(Records from a point labeling set)
* * * * *

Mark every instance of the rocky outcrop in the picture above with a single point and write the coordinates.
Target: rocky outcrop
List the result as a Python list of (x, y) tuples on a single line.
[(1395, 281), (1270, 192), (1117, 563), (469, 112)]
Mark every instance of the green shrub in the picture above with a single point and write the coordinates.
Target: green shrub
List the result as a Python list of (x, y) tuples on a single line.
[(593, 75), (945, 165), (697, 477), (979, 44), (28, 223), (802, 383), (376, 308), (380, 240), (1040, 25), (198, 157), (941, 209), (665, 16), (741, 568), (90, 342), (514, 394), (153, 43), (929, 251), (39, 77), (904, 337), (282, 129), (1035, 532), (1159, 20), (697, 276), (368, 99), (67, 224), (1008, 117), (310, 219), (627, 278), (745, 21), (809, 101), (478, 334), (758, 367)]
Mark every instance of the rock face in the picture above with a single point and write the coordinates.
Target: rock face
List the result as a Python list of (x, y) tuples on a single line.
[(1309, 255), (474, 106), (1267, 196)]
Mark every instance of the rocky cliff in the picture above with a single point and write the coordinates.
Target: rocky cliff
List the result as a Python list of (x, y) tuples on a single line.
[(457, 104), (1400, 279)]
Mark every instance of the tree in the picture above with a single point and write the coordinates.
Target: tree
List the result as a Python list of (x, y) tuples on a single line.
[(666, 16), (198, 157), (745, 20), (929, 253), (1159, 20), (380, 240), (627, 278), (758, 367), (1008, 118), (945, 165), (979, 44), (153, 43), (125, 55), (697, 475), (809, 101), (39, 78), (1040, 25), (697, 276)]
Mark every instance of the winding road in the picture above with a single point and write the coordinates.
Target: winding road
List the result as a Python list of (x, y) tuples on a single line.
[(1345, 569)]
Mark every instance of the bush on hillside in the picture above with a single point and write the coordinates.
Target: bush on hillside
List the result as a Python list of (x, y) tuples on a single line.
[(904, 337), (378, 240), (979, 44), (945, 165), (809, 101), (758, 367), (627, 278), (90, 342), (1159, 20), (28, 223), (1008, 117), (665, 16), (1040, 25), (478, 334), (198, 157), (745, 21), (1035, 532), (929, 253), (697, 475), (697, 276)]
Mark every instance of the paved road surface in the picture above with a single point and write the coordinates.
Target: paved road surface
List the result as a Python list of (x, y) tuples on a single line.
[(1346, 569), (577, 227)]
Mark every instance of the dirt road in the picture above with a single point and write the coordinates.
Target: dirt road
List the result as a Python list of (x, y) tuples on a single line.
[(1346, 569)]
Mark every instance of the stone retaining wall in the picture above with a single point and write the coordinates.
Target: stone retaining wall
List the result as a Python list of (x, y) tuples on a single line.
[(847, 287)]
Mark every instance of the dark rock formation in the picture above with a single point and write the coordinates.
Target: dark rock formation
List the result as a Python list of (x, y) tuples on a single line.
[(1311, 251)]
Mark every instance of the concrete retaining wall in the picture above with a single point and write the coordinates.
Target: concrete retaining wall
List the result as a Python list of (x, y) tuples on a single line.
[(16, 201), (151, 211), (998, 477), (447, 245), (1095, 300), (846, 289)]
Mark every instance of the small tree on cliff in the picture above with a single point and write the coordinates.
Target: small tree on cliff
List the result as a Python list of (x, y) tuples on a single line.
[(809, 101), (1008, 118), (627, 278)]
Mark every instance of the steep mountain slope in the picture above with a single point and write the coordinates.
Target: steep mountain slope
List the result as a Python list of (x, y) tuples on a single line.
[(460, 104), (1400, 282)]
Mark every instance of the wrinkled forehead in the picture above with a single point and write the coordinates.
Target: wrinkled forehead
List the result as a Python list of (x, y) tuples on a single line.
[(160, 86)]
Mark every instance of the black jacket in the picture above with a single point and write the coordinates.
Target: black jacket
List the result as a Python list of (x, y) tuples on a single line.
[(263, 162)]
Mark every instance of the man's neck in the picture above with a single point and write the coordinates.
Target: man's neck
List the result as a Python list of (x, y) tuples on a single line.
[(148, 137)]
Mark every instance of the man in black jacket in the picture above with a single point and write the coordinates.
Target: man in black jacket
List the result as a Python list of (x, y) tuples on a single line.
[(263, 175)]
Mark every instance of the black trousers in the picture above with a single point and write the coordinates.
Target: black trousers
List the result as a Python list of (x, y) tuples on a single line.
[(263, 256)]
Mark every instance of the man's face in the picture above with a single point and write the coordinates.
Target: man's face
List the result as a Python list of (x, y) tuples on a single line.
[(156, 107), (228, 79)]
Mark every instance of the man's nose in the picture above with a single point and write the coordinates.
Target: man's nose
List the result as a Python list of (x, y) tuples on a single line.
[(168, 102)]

* * * * *

*Instructions to follow:* Rewrite all of the lines, swapping "single point" for "single marker" everywhere and leaving the rest unchanged.

*Written response:*
Mark every instance of the rocky outcrop in the picture above with a single marker and write the coordinates.
Target: rocky outcrop
List the result as a Python list of (x, y) tuples on a single line.
[(1395, 281), (1270, 192), (1117, 563), (469, 112)]
Mark every instance of the green shrub in the picture above with a single marker and write the coordinates.
Target: green shrub
List the result as a Python list of (x, y) tuples on a single line.
[(593, 75), (945, 165), (697, 477), (979, 44), (28, 223), (802, 383), (376, 308), (380, 240), (1040, 25), (198, 157), (941, 209), (665, 16), (741, 568), (90, 342), (514, 394), (153, 43), (929, 251), (39, 77), (904, 337), (282, 129), (1035, 532), (1159, 20), (697, 276), (368, 99), (67, 224), (1008, 117), (310, 219), (627, 278), (745, 21), (809, 101), (478, 334), (758, 367)]
Mark every instance of the rock face in the picture above with a single marker and write the coordinates.
Target: rock face
List the result as a Python list of (x, y) tuples on a single line.
[(1309, 255), (474, 106), (1267, 196)]
Mark every instance of the rocky cliff in the picture above with a single marker and write the coordinates.
Target: rocky cliff
List the result as a Python list of (x, y) tuples on a single line.
[(457, 104), (1400, 279)]
Mark every instance of the tree in the picture above with a single marker and write the coordinates.
Target: tree
List the result as a Python list of (x, y) tuples on a single line.
[(666, 16), (198, 157), (745, 20), (929, 253), (1159, 20), (380, 240), (627, 278), (758, 367), (1008, 118), (945, 165), (979, 44), (153, 43), (125, 55), (697, 475), (809, 101), (39, 78), (1040, 25), (697, 276)]
Mark every instance of the winding road in the picture above with a single marker and write the coordinates.
Target: winding road
List the result as a Python list of (x, y) tuples on a single line.
[(1345, 569)]
Mark every instance of the bush on hillside in the picture above with a single marker and write the coordinates.
Target: bush on hillside
List the result as a Python list of (x, y) tuples on a single line.
[(904, 337), (378, 240), (979, 44), (945, 165), (809, 101), (758, 367), (627, 278), (90, 342), (1159, 20), (28, 223), (1008, 117), (665, 16), (1040, 25), (478, 334), (198, 157), (745, 21), (1035, 532), (929, 253), (697, 475), (697, 276)]
Mark every instance of the paved road surface in the picture above with a single marker and write the coordinates.
Target: paved road surface
List the result as a Python list of (x, y) tuples on a single line.
[(1346, 569), (577, 227)]
Mark every instance of the dirt road in the picture above with a single marker and write the coordinates.
Target: dirt road
List the result as a Python list of (x, y) tuples on a single line.
[(1346, 569)]
Mark every instance of the stone retaining wall in the picture above with a single marker and write the coordinates.
Target: stone retaining wall
List the result as a Python list of (x, y) tuples on a single line.
[(847, 287)]
Mark every instance of the dark rock formation in the picture above with a single marker and write the coordinates.
Target: dark rock formation
List the result as a Python list of (x, y) tuples on a single line.
[(1311, 251)]
Mark every instance of the concrete retaining wall in the picture above with a single marker and write the coordinates.
Target: concrete retaining wall
List the result as a Python list of (x, y) tuples on a single line.
[(16, 201), (151, 211), (998, 477), (447, 245), (1095, 300), (846, 289)]
Mark every instance of the small tree on cliff in the picture above with a single marker and write the coordinates.
Target: small tree on cliff
List the result as a Python list of (x, y) tuples on a single line.
[(809, 101), (1008, 118), (627, 278)]
Mark every instance of the steep mountain slope in the picture above with a single marker and write the coordinates.
Target: steep mountain slope
List the result as a Python list of (x, y) tuples on a single line.
[(460, 104), (1400, 282)]
Mark every instance of the wrinkled forehead in the picture above with a single marker and write the coordinates.
Target: wrinkled forehead
List the result as a Python list of (x, y) tuples on a single line.
[(160, 86)]
Mark every instance of the black jacket in the picture above with a single marker and write the coordinates.
Target: black jacket
List the result as a Python list of (x, y) tuples on a single line.
[(263, 162)]
Mark every instance of the man's neck in the picture above with a single marker and write the coordinates.
Target: man's neck
List the result as a Python list of (x, y) tuples on a single line.
[(148, 137)]
Mark every instance of the man in black jacket in the picture above with a single marker and write the coordinates.
Target: man in black jacket
List the result as a Python list of (x, y) tuples on a single line.
[(263, 175)]
Mark every instance of the black trousers in the picture above with a single marker and write the coordinates.
Target: black trousers
List the result as a Python list of (x, y) tuples on a single line.
[(263, 256)]
Mark every instance of the man's face in the picture above with a single marker and write the coordinates.
Target: man's face
List the result as a Python list of (x, y) tuples on a single line.
[(156, 107), (228, 79)]
Mark every instance of the man's nose in the picture above with a single marker and write the coordinates.
Target: man's nose
List the result as a Python list of (x, y) tuples on a single line.
[(168, 102)]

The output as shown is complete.